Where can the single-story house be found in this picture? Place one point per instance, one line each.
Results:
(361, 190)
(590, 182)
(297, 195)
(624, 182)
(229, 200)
* * *
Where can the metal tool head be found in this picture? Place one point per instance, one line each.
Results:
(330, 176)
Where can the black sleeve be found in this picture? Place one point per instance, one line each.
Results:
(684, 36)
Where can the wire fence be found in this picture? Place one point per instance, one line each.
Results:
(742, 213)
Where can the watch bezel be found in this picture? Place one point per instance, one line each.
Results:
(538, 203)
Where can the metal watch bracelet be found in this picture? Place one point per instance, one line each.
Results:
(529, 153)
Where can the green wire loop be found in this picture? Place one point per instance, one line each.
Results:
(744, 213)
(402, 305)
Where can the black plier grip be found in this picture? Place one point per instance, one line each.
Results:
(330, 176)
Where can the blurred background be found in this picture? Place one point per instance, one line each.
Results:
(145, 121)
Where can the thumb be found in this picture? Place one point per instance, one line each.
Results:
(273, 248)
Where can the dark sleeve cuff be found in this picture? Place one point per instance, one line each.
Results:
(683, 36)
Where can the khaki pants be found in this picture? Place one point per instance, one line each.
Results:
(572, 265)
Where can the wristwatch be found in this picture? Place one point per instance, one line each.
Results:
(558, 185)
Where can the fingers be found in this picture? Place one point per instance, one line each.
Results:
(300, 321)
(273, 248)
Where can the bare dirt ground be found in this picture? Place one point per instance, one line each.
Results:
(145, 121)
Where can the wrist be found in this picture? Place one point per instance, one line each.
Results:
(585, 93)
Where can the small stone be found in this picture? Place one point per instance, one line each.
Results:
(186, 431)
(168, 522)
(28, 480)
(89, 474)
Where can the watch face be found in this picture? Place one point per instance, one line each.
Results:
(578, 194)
==
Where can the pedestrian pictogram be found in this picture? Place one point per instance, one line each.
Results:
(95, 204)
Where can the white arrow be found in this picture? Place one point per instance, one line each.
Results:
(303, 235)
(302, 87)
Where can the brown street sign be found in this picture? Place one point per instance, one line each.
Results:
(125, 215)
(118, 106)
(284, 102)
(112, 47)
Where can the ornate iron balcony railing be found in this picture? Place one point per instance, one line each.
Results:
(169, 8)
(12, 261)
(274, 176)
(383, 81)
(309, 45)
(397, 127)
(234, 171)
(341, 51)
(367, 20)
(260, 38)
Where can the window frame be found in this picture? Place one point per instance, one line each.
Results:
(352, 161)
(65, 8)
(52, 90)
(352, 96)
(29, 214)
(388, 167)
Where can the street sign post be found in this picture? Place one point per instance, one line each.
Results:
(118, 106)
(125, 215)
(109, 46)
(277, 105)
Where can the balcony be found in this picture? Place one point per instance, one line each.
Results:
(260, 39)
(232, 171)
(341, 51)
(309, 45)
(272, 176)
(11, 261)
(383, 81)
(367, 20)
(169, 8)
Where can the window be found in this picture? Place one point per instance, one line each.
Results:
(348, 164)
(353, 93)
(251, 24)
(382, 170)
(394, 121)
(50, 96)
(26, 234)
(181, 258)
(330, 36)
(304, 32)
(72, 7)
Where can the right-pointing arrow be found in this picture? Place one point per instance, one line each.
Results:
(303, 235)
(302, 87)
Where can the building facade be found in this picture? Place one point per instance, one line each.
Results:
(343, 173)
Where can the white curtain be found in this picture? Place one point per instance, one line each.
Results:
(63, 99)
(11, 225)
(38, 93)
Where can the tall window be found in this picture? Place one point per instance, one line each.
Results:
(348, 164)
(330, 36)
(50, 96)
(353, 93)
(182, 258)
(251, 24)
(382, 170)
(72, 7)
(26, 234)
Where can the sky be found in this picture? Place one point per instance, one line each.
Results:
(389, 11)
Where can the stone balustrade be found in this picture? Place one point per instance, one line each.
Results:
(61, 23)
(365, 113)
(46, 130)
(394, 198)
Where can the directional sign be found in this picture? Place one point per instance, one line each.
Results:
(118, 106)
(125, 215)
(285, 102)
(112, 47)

#### [Direction]
How many lines in the entries above contain the string "sign"? Reply with the number alone.

#### [Answer]
3